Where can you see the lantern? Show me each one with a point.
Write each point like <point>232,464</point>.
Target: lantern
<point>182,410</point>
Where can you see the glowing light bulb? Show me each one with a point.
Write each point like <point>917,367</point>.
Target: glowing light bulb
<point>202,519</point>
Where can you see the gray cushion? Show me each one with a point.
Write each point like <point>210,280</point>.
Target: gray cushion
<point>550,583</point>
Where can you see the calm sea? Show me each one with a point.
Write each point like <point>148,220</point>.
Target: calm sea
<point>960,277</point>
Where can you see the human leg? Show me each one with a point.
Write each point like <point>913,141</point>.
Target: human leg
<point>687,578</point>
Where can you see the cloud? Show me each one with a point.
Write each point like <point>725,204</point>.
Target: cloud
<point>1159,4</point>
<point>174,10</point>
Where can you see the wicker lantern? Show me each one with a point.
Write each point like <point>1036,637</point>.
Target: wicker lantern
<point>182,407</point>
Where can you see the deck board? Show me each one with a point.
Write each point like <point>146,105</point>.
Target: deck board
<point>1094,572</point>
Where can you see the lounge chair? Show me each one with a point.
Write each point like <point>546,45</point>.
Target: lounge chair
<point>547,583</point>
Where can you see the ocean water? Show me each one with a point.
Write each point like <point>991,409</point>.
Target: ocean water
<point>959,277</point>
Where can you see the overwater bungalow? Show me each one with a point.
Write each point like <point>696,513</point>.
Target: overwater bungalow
..............................
* Required work *
Could you restate every record above word for word?

* Task answer *
Where can you see the lantern? Show me each one with a point.
Write each point like <point>232,464</point>.
Target: lantern
<point>182,410</point>
Where can you see the glowing light bulb? Show me each one with a point.
Write each point like <point>917,367</point>.
Target: glowing light bulb
<point>202,519</point>
Where can you see the gray cushion? Show me each one with a point.
Write each point like <point>210,280</point>.
Target: gray cushion
<point>550,583</point>
Where can you see the calm sea? Show me each one with a point.
Write each point like <point>148,220</point>.
Target: calm sea
<point>960,277</point>
Where can you see the human leg? Show me each one with a point.
Write each point like <point>913,141</point>.
Target: human leg
<point>687,578</point>
Where can you see the cloud? Show me each one with a point.
Write each point like <point>725,204</point>.
Target: cloud
<point>1159,4</point>
<point>174,10</point>
Where can you see the wicker lantern? Show me each one with a point.
Write each point like <point>1036,637</point>.
Target: wicker lantern
<point>182,407</point>
Where can you see the deck board? Show me each one with a point.
Write each point like <point>146,105</point>.
Target: deck board
<point>1094,572</point>
Where can you see the lounge chair? Show me each one with a point.
Write each point like <point>546,45</point>.
Target: lounge chair
<point>547,583</point>
Where can you see the ocean water? Show me each one with a point.
Write each point like <point>991,409</point>.
Target: ocean water
<point>959,277</point>
Where can you see the overwater bungalow? Show me each one with a point.
Write each point like <point>696,513</point>.
Target: overwater bungalow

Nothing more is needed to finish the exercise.